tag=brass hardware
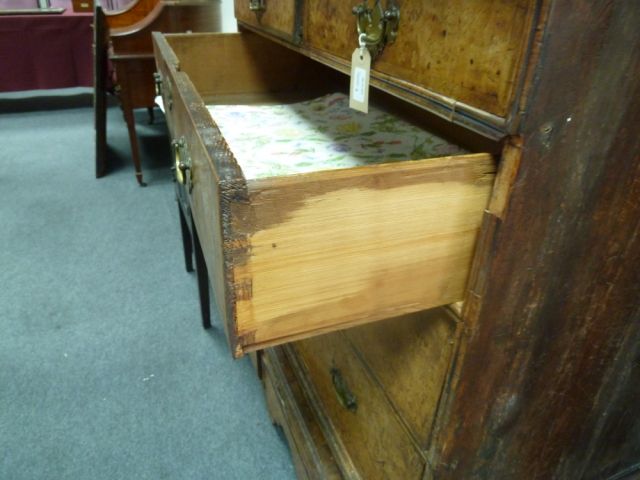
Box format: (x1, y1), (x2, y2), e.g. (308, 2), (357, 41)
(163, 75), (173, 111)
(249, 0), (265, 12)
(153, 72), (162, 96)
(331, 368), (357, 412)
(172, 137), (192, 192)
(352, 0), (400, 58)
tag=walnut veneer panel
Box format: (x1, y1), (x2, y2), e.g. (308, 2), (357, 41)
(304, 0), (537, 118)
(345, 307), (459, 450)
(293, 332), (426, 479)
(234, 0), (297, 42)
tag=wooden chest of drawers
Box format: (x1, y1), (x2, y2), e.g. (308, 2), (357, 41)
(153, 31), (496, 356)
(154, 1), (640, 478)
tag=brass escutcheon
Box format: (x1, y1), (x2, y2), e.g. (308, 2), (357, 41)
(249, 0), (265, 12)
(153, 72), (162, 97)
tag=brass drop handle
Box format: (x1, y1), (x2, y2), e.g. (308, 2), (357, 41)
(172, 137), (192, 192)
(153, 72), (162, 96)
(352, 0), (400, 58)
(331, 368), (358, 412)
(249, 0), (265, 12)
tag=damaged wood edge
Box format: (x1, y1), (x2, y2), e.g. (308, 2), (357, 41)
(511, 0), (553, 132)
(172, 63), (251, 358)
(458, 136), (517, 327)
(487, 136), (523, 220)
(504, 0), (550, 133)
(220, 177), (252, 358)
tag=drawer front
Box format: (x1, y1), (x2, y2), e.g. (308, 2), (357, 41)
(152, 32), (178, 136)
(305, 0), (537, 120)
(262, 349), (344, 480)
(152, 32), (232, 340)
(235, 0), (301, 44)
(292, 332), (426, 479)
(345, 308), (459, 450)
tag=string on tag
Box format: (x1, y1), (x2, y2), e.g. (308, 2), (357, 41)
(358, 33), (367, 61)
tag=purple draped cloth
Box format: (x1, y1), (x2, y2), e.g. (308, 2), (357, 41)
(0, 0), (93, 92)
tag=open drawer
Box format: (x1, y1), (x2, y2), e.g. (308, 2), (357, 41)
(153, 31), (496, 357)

* * *

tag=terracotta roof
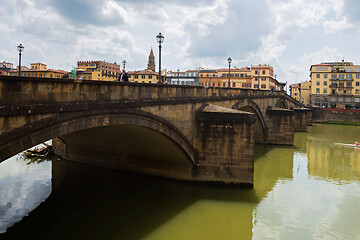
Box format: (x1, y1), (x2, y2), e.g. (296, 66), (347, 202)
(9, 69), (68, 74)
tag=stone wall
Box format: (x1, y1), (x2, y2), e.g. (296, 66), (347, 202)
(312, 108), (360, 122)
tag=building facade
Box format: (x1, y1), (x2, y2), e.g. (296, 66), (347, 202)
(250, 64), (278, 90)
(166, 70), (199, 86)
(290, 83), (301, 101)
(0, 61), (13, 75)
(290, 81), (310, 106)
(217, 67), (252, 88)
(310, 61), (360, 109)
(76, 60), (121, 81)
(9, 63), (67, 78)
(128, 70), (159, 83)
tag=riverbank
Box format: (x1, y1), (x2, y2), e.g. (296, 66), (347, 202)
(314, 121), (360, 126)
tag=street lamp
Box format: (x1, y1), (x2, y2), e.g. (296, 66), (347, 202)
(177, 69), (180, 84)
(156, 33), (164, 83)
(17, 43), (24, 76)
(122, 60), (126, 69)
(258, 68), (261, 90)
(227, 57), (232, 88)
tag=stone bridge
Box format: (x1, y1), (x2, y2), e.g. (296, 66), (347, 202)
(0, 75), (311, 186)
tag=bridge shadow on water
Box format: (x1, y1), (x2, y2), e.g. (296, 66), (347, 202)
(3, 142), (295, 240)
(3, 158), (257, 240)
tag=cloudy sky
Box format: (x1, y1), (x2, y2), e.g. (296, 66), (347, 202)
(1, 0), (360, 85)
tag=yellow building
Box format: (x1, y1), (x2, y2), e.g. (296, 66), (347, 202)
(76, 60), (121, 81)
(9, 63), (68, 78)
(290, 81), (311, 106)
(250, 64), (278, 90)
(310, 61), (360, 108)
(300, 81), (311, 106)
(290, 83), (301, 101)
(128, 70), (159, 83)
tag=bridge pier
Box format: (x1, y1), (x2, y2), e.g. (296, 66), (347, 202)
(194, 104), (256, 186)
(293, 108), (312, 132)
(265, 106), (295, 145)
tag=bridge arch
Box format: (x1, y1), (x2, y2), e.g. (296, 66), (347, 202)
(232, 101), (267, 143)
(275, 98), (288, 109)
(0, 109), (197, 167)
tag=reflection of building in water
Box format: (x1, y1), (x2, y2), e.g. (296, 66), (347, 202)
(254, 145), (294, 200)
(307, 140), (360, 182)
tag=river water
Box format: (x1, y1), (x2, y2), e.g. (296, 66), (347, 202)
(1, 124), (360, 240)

PROBLEM DETAILS> Beginning at the line with "tag=building facade" and ending at the line with "tag=street lamp", reproduce each line of the data above exactly, and add no other lines.

OUTPUT>
tag=building facade
Box format: (x1, y1), (x2, y2), e.g. (296, 66), (347, 202)
(250, 64), (278, 90)
(166, 70), (199, 86)
(290, 83), (301, 101)
(0, 61), (13, 75)
(290, 81), (310, 106)
(217, 67), (252, 88)
(310, 61), (360, 109)
(76, 60), (121, 81)
(9, 63), (67, 78)
(128, 70), (159, 83)
tag=riverbank
Box format: (x1, y1), (x2, y2), e.g. (296, 66), (347, 202)
(314, 121), (360, 126)
tag=street lamp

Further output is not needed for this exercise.